▶ _EXTRAIT DU DOCUMENT_
##########
Donner une vue d’ensemble ne va pas sans difficulté car il s’agit de tirer la substance d’un certain nombre de disciplines de façon à aboutir à un système cohérent et utile d’où émerge l’idée d’une unité fondamentale.

La réflexion sur les relations entre science et spiritualité est un domaine très évolutif. Tandis que le comportement humain est complexe, imprévisible, conflictuel et égotiste mais, heureusement, améliorable. Je reste convaincu, avec la même foi qu’il y a 30 ans, qu’une approche complémentaire entre raison et intuition, entre physique et métaphysique, voire entre science et mystique, se renforcera dans le futur, et projettera quelques lumières nouvelles sur notre condition humaine.

Les développements récents des sciences, y compris les sciences humaines, n’indiquent rien qui soit, à mon sens, en contradiction avec une vision globale de la nature de la réalité.
##########
▶ _MISE EN PRATIQUE_
a – Reproduisez mot pour mot le passage de l'extrait sur la science et la spiritualité qui commence par "Les développements récents" et se termine par "de la réalité.".
b – Prolongez le texte sur les relations entre science et spiritualité en reprenant après sa dernière phrase.

▶ _DONNÉES AFFICHÉES_
##########
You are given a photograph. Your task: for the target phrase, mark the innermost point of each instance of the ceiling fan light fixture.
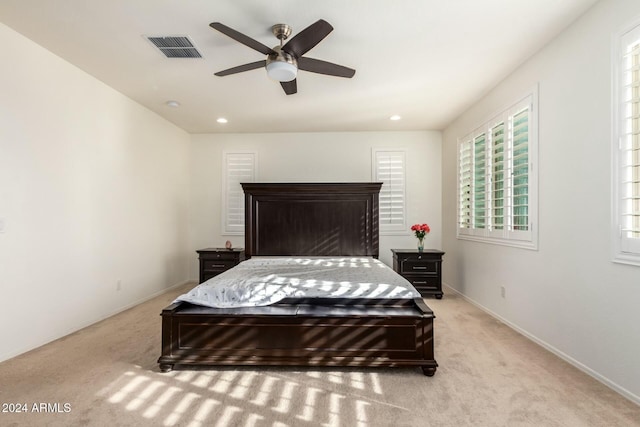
(282, 71)
(281, 66)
##########
▶ _RÉPONSES NUMÉROTÉES_
a –
Les développements récents des sciences, y compris les sciences humaines, n’indiquent rien qui soit, à mon sens, en contradiction avec une vision globale de la nature de la réalité.

b –
Très tôt dans la vie, je me suis intéressé aux questions fondamentales que l’existence pose à la Conscience humaine en proie à l’incertitude, ainsi qu’à la nature de la réalité. Ma première rencontre avec Robert Linssen date de 1975. Il m’initie à une vision globale de l’univers et à l’idée d’une unité fondamentale présente et agissante à la base de toute chose. Depuis lors, j’approche quotidiennement les philosophies et disciplines spirituelles non-dualistes confrontées aux modèles scientifiques éprouvés par des décennies de recherches. L’objectif est d’intégrer, autant que possible, en une seule vision, l’Homme, l’Esprit et la Matière.